_Exercise description_. Write out the line that contains "If you could tag the navy blue jersey" and every line after it through the end of the entries, exactly as given and with no other lines.

_Stored dataset items_.

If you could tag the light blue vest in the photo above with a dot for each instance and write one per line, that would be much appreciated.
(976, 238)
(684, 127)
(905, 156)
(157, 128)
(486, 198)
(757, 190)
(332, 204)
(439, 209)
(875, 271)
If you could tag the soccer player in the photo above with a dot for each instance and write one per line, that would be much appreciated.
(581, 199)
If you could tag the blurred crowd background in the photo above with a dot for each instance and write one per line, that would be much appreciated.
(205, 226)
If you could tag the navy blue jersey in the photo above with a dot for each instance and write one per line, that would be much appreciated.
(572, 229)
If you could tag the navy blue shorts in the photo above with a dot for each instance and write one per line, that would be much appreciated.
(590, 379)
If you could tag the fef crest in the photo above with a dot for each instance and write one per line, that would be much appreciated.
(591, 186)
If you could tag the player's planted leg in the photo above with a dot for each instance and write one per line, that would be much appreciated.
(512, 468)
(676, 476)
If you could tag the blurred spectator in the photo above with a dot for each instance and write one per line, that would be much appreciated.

_Exercise result_.
If you could tag the navy blue jersey in the photo above with a dot for each instance and write one per line, that would be much appreciated.
(572, 229)
If you could tag the navy blue shorts in the photo above with a dot for each instance and write one per line, that would be much appreciated.
(590, 379)
If you could tag the fef crest in the photo above with a dot for each instance and write one per line, that would be much appreciated.
(591, 186)
If you could tag the player's planted leg in the photo above with a dot for each instance and write one per line, that would be much appreciated.
(512, 468)
(676, 476)
If you could tag the blurred spectator in the photo above with a dot for each instance and write one per line, that would be much appreciated.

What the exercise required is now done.